The listing below holds a line with "Target: wide stone steps" and a line with "Spot the row". Reproduce those two lines exactly, plus everything between them.
Start of Block
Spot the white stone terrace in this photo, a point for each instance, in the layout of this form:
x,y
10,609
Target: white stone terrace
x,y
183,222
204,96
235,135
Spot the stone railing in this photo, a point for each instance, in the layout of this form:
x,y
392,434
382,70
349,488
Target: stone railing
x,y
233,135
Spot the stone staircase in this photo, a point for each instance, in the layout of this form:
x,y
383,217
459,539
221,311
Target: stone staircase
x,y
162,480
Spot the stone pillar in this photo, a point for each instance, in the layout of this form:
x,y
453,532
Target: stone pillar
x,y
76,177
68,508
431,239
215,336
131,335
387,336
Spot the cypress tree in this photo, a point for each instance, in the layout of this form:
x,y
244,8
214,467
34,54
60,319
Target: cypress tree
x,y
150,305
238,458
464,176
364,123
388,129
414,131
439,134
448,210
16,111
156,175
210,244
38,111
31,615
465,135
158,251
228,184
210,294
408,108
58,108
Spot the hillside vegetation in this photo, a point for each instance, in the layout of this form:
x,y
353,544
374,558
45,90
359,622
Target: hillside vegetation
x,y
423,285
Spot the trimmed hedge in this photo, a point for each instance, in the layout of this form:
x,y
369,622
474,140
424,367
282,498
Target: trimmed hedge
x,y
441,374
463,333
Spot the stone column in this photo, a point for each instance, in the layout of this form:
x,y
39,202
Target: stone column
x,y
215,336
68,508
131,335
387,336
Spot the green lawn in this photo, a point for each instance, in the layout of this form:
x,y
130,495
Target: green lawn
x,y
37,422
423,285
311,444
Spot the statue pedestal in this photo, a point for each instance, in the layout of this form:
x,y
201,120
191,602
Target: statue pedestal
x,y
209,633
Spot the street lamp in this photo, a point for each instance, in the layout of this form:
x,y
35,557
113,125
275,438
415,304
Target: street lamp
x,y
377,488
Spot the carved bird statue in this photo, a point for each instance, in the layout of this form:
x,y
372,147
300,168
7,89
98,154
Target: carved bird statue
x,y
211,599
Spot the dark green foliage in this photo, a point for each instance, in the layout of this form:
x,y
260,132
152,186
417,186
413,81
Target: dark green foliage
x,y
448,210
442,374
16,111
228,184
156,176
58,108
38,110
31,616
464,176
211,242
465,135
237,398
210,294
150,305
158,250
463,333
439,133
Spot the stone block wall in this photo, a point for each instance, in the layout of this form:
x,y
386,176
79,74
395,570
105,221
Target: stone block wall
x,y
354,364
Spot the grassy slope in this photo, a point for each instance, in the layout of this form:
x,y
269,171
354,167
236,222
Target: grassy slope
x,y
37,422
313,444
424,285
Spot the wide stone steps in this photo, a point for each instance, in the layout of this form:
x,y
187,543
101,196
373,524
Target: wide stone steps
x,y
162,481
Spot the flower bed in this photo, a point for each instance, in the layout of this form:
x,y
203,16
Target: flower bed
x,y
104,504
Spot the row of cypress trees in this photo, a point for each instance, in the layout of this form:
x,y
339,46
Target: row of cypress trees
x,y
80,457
End of Block
Start of Block
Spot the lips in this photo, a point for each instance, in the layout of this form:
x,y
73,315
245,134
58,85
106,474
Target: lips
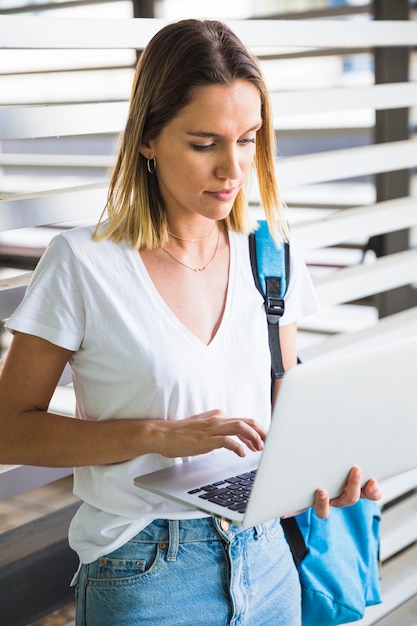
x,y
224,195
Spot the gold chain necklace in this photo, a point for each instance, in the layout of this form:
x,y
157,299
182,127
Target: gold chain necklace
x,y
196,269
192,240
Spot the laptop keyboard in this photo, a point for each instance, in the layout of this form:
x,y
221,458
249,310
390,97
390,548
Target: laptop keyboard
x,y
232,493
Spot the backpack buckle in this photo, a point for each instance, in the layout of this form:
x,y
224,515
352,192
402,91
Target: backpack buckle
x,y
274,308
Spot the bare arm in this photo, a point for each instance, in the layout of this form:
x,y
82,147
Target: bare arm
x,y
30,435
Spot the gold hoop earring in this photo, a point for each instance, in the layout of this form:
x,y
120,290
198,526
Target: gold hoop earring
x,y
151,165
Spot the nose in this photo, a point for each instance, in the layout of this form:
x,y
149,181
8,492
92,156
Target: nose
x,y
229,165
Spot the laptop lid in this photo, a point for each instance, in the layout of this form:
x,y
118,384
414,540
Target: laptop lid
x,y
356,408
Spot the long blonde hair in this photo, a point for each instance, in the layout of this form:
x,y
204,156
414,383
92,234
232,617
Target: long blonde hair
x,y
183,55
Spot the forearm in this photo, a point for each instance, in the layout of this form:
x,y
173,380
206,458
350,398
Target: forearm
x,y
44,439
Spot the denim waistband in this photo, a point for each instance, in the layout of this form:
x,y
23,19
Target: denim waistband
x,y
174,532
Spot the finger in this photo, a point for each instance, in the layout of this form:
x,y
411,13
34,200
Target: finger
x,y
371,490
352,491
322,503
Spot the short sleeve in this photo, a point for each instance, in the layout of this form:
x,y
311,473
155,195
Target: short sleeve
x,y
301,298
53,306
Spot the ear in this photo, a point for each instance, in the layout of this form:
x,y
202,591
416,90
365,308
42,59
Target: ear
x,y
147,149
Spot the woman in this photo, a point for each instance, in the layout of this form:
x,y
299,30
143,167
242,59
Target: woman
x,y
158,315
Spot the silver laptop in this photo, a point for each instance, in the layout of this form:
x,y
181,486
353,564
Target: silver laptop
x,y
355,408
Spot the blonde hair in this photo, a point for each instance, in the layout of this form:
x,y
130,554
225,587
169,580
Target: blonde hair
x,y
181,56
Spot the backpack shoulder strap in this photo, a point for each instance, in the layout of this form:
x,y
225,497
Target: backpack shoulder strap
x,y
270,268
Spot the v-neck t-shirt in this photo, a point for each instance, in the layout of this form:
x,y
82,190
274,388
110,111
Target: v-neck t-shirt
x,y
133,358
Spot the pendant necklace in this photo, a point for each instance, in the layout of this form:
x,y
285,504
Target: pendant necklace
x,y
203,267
End of Block
Start of Block
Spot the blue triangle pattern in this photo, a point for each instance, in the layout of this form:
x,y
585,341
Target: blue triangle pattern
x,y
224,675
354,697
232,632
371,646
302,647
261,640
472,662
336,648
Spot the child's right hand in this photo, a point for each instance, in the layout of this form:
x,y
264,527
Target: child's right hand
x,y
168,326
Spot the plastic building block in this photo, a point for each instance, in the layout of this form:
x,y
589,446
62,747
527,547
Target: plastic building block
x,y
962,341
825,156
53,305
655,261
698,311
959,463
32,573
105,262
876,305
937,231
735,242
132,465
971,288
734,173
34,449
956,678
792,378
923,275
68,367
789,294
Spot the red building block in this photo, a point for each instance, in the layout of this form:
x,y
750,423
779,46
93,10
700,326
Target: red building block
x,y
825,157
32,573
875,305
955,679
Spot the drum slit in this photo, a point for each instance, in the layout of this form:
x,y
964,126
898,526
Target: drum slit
End of Block
## Final answer
Target: wide stone steps
x,y
162,481
Spot the flower bed in this photo, a point for each instance, in the layout of this form:
x,y
203,16
Target: flower bed
x,y
104,504
Spot the row of cypress trees in this photo, a point for each instance, in the layout of this form:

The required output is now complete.